● **DOCUMENT TEXT**:
Once you decide to get pregnant or are newly pregnant, you may find your time occupied by google searches for mommy blogs and forums, seeking advice wherever possible. You will also find that people will likely give you unsolicited advice, and you will hear a million different things from different people. Try to trust your body and your partner throughout the process. Most likely your body will not have gone through such a dramatic transformation since puberty and you will constantly be wondering, is this normal?? I learned quite a few things from my pregnancy that I would like to share. A lot of this may be obvious but here goes...
1. You might be really sick in the beginning (duh, right?)... But I'm talking miserable, extreme hangover all the time kind of sick. Of course I had always heard of 'morning sickness' but I was never warned of just how horrible it could be. I vividly remember thinking that I would only have one child because I was surely never going through that hell again. But it does pass... hopefully around week 13.
2. You may feel and look fat before you get 'pregnant cute'.
3. You will pee all the time in the first trimester and the third trimester. That includes in the middle of the night. Oh, and don't be shocked the first time you sneeze and accidentally pee yourself.
4. Second trimester is awesome! You may even feel like you're on a constant high like I did. You have your energy back, you start to show and feel baby move, and you surpass the halfway point.

● **EXTRACTED RECORDS**:
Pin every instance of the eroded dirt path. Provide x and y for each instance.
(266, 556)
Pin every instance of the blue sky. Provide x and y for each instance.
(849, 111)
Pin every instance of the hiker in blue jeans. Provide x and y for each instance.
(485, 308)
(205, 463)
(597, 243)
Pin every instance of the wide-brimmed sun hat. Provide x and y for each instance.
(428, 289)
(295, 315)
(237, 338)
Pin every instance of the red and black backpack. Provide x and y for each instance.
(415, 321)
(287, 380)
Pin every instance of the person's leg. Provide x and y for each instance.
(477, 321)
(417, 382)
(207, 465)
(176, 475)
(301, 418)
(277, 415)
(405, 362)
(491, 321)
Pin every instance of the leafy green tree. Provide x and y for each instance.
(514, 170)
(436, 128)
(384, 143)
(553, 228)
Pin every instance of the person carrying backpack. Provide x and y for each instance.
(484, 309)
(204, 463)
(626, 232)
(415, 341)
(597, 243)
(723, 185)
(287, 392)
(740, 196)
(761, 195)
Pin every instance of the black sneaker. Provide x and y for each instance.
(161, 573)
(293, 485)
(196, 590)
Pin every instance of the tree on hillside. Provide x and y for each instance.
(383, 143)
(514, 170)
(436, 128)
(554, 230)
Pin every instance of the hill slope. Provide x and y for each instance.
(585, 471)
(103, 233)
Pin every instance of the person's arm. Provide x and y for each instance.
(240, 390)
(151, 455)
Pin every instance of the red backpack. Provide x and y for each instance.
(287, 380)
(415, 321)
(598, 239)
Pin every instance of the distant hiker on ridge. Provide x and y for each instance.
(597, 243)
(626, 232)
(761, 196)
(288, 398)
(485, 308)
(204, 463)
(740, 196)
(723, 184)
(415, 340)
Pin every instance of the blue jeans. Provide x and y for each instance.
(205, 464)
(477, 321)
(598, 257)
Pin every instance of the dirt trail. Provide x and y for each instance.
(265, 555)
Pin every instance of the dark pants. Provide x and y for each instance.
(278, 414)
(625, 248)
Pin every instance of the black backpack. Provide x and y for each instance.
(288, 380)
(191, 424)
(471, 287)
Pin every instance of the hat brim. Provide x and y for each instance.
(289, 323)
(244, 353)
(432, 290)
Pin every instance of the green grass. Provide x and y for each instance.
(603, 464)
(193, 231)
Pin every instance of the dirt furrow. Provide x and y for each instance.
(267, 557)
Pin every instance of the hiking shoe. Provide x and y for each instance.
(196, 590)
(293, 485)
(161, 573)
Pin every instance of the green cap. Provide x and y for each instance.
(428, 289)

● **YOUR TASKS**:
• A. In the pregnancy tips text, around which week does the writer hope the early sickness will pass?
• B. Write the next part of the pregnancy tips text, picking up right after its last sentence.

● **ANSWER SET**:
• A. Around week 13.

• B.
5. Feeling your baby move inside you is the most incredible feeling in the world. Some people don't like the feeling because it is something they have no control over it, but I loved it.
6. Toward the end, you won't be able to find a comfortable position for very long coupled with peeing 3+ times at night, so you will inevitably be very tired.
7. Heartburn in the third trimester is no joke. Don't eat anything 3 hours before bed or you may be up all night miserable. Drinking cold (dietary) aloe vera gel worked best for me to remedy this.
1. Let me preface this by saying this is just MY personal opinion and of course it is a hot topic but I recommend getting the epidural. There is NO evidence that it is harmful to your baby; new evidence actually suggests women who get epidurals have less postpartum depression. Doctors that I work with actually believe it is safer to get an epidural on the off chance an unexpected operative delivery is needed in a hurry. On average, if it slows down labor it is only by about one hour, but it can actually speed up labor as you are able to relax. It allows you to enjoy the process of labor. Plus, from my experience as a Labor & Delivery RN, patients who don't get epidurals often opt for IV pain medication which IS actually (potentially) harmful to the baby as opposed to the epidural. This is why it always drives me crazy when poorly informed women don't want an epidural but want five doses of Fentanyl through their IV thinking that is better for their baby. If you are going totally naturally for your own personal reasons then by all means go for it. I know women who have had natural labors that would not do it any other way and feel an incredible sense of pride and accomplishment. That is awesome and if that is important to you then you should absolutely go that route. But there is nothing wrong with getting an epidural and your child will not love you any less for it. Unfortunately there aren't any badges of honor for labor.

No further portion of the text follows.